**SUPPLIED PASSAGE**
---

Should we work on this issue?

Best regards,

--
Christian Kruse http://www.2ndQuadrant.com/
PostgreSQL Development, 24x7 Support, Training & Services

--
Sent via pgsql-hackers mailing list (pgsql-hackers@postgresql.org)
To make changes to your subscription:
http://www.postgresql.org/mailpref/pgsql-hackers

#7Andres Freund
andres@anarazel.de
In reply to: Tom Lane (#5)
Re: Suspicion of a compiler bug in clang: using ternary operator in ereport()

On 2014-01-28 16:19:11 -0500, Tom Lane wrote:

Christian Kruse <christian@2ndQuadrant.com> writes:

According to http://llvm.org/bugs/show_bug.cgi?id=18644#c5 this is not
a compiler bug but a difference between gcc and clang. Clang seems to
use a left-to-right order of evaluation while gcc uses a right-to-left
order of evaluation. So if errmsg changes errno this would lead to
errno == ENOMEM evaluated to false.

Oh! Yeah, that is our own bug then.

Pretty nasty too. Surprising that it didn't cause more issues. It's not
like it would only be capable to cause problems because of the
evaluation order...

---

**GIVEN DATA**
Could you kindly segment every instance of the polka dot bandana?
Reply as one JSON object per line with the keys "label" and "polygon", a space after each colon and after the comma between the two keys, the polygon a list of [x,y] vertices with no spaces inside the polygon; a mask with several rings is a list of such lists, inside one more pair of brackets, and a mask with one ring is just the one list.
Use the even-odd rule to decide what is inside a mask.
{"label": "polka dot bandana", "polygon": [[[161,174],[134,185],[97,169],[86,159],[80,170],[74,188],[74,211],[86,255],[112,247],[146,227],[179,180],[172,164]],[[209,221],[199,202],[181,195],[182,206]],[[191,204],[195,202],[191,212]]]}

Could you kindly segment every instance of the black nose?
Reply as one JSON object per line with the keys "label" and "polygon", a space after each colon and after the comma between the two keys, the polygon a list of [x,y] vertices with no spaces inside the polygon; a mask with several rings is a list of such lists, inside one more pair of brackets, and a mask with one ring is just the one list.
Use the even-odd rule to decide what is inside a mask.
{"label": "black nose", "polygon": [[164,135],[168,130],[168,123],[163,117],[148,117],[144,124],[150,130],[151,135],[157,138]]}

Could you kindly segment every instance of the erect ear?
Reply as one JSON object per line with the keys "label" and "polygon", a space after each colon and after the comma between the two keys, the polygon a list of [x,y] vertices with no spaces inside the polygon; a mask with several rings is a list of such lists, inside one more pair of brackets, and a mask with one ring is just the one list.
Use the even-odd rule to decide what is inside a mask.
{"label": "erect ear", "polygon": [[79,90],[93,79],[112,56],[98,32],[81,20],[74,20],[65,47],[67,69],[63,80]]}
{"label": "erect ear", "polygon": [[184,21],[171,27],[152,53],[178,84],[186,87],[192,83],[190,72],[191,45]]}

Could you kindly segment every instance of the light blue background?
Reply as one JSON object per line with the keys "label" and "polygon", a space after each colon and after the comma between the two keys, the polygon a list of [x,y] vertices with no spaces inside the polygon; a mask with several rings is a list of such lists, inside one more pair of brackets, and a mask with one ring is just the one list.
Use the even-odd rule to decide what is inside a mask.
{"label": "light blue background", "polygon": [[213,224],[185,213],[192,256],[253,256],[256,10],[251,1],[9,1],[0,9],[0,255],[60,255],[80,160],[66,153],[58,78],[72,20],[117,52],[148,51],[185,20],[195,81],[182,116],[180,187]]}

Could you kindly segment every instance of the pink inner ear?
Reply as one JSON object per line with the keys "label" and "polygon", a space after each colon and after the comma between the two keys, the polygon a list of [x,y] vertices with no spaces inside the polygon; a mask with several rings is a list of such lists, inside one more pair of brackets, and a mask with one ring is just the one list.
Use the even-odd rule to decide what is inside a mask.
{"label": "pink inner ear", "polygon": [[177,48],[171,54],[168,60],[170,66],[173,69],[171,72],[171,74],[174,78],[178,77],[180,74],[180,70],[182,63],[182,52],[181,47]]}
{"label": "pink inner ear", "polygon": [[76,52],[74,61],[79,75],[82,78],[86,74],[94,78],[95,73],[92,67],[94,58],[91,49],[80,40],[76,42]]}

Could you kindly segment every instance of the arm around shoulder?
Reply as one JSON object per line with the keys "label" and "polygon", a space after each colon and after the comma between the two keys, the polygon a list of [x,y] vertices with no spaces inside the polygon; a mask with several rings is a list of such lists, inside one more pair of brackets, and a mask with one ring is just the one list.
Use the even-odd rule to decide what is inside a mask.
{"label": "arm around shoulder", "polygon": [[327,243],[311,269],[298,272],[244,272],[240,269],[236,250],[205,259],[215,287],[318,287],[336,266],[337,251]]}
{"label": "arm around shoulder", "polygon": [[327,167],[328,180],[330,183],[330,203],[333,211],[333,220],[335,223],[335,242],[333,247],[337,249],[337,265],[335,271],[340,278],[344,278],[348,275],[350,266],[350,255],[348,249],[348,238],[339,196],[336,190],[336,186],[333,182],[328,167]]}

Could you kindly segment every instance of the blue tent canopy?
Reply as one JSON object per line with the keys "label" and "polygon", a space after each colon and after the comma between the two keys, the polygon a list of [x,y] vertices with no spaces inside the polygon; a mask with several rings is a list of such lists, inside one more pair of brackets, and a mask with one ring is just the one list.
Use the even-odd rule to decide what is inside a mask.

---

**EXERCISES**
1) In the clang thread, which order of evaluation does gcc use?
2) Summarize the clang thread in two sentences.
3) Quote the clang thread between "Pretty nasty too." and "evaluation order...", inclusive.
The records are separate material and have no connection to the clang thread.

**EXERCISE SOLUTIONS**
1) Right-to-left.

2) A report on the LLVM bug tracker says the suspected compiler bug is really a difference between clang, which evaluates left to right, and gcc, which evaluates right to left, so if errmsg changes errno, the check errno == ENOMEM evaluates to false. Tom Lane replies that it is then their own bug, and Andres Freund calls it pretty nasty and is surprised it didn't cause more issues.

3)
Pretty nasty too. Surprising that it didn't cause more issues. It's not
like it would only be capable to cause problems because of the
evaluation order...